=== Page excerpt ===
==*==
The discovery – Ibogaine
For centuries, followers of the Bwiti religion in the West African nation of Gabon have used ibogaine in healing ceremonies and spiritual rituals. Taken in a right way in high enough doses and combinations of Ibogaine, the plant extract can cause a spiritual journey much more intense than psilocybin mushrooms, or some drugs with psychedelic trip like LSD.
That’s exactly what Howard Lotsof, a 19-year-old American heroin addict, was looking for when he decided to experiment with the hallucinogen in 1962. But he found something a little different. After a long and intense trip, he discovered that he had no cravings for heroin or any other drug. Even more incredibly, he had no withdrawal symptoms. So Lotsof gave ibogaine to seven friends also addicted to heroin. Five of them stopped using, saying their desire for the drug had been extinguished, at least temporarily, after just one use.
Lotsof spent the rest of his life championing ibogaine. He managed to drum up some interest in the United States, but after it was designated a Schedule 1 controlled substance by the Drug Enforcement Agency in 1967, his quest became harder.
It was around that time that Deborah Mash, a neuroscientist researching addiction at the University of Miami first heard rumblings of an intriguing “magical cure.” Lotsof even called her himself.
“I didn’t believe it. How could one molecule have an effect on alcohol, nicotine, cocaine and opiates?” she told America Tonight. “[It] didn’t make sense.”
So in 1992, Mash traveled to the Netherlands where trials were underway to see the so-called detox in action.
==*==
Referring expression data
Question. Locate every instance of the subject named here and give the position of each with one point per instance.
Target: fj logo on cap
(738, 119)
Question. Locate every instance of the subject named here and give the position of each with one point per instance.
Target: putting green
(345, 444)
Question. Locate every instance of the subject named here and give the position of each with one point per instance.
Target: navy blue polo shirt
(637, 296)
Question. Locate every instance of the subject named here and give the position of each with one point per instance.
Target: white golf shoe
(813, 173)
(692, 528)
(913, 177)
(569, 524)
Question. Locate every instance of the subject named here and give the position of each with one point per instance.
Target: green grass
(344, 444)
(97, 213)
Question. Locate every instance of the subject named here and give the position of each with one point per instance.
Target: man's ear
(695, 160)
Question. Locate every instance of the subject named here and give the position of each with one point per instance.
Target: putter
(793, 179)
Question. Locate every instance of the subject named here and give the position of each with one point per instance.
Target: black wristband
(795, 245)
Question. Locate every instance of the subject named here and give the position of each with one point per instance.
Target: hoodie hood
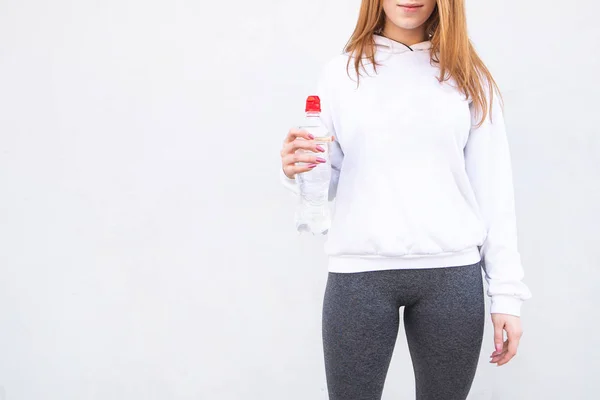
(388, 45)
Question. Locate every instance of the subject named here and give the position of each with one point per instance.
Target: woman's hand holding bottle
(295, 140)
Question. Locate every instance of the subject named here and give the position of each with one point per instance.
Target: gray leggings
(443, 319)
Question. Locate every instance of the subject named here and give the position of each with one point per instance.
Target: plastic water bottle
(313, 214)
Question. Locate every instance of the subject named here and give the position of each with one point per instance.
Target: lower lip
(410, 9)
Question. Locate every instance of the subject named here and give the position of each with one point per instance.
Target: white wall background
(147, 249)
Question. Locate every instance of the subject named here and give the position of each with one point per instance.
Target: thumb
(498, 337)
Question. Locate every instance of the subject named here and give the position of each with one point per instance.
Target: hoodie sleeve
(336, 155)
(488, 166)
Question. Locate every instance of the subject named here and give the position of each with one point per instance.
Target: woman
(423, 194)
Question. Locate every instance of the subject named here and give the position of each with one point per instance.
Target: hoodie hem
(364, 263)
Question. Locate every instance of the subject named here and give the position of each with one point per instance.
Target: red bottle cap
(313, 104)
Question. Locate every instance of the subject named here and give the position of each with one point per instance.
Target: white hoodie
(416, 184)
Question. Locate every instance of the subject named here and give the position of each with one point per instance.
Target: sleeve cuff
(288, 183)
(504, 304)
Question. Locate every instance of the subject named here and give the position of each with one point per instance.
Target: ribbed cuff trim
(504, 304)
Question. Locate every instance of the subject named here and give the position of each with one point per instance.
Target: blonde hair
(451, 49)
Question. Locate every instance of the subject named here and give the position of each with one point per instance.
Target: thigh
(360, 326)
(444, 329)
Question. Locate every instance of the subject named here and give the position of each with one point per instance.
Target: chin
(408, 24)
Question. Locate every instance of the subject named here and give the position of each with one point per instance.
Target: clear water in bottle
(313, 214)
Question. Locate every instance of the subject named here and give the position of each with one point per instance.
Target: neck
(405, 36)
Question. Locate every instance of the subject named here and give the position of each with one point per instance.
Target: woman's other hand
(505, 350)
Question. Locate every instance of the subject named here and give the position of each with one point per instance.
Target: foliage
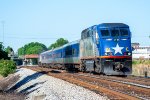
(3, 54)
(58, 43)
(9, 50)
(136, 62)
(32, 48)
(7, 67)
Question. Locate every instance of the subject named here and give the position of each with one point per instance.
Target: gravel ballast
(38, 86)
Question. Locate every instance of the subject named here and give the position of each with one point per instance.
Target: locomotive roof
(113, 25)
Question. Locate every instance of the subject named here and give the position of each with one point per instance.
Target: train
(104, 48)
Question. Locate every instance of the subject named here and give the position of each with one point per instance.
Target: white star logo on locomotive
(118, 49)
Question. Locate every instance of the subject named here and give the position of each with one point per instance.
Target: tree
(58, 43)
(10, 51)
(32, 48)
(3, 54)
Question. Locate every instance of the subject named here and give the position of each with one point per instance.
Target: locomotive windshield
(114, 32)
(105, 33)
(124, 32)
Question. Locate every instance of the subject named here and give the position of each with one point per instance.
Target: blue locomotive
(103, 48)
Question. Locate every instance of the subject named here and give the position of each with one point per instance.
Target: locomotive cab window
(114, 32)
(86, 33)
(105, 33)
(124, 32)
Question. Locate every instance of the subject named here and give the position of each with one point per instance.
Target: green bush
(7, 67)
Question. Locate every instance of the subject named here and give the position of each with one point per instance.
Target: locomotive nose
(117, 66)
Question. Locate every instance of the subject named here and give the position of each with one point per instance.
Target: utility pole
(3, 22)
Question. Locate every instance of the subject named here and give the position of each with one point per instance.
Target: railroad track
(114, 89)
(120, 80)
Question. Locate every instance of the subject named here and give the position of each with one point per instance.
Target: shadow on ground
(26, 80)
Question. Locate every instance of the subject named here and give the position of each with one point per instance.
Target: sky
(45, 21)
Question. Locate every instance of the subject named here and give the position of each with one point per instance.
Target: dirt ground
(5, 84)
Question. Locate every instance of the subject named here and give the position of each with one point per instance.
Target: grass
(5, 84)
(141, 67)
==*==
=== Tasks ===
A - Decide whether each statement agrees with the ibogaine text, quoting the words that settle it: (i) Lotsof was 19 when he experimented with ibogaine. (ii) All seven friends Lotsof gave ibogaine to stopped using heroin. (iii) Mash went to the Netherlands in 1992.
B - Carry on the ibogaine text from its final sentence.
The listing has nothing to do with the ibogaine text.

=== Results for each task ===
A -
(i) Yes: "Howard Lotsof, a 19-year-old American heroin addict"
(ii) No: "Five of them stopped using"
(iii) Yes: "So in 1992, Mash traveled to the Netherlands"

B -
“I saw people who were at the end of the rope … look like new human beings, no signs of withdrawal, and ready to change their life,” Mash said. “And I thought what does this teach us about the brain? I need to know.”
Undeterred, Mash took matters into her own hands and opened a private clinical research center on the Caribbean island of St. Kitts in 1996, where she treated more than 300 patients with ibogaine and collected data for almost a decade.
“The thing we learned straight away was that the ibogaine detox was 98 percent effective for opiate withdrawals,” Mash said of its short-term detoxification rate. “I couldn’t believe it.”
The patients reported back no cravings for drugs, no desire to run out and get high and, perhaps most impressively, none of the usual painful withdrawals.
“We had people swimming in the Caribbean in two to three days,” she said.
About half of her patients were still clean and sober for at least a year after treatment. Mash, who has stayed in touch with a number of her patients, said that many are still clean today.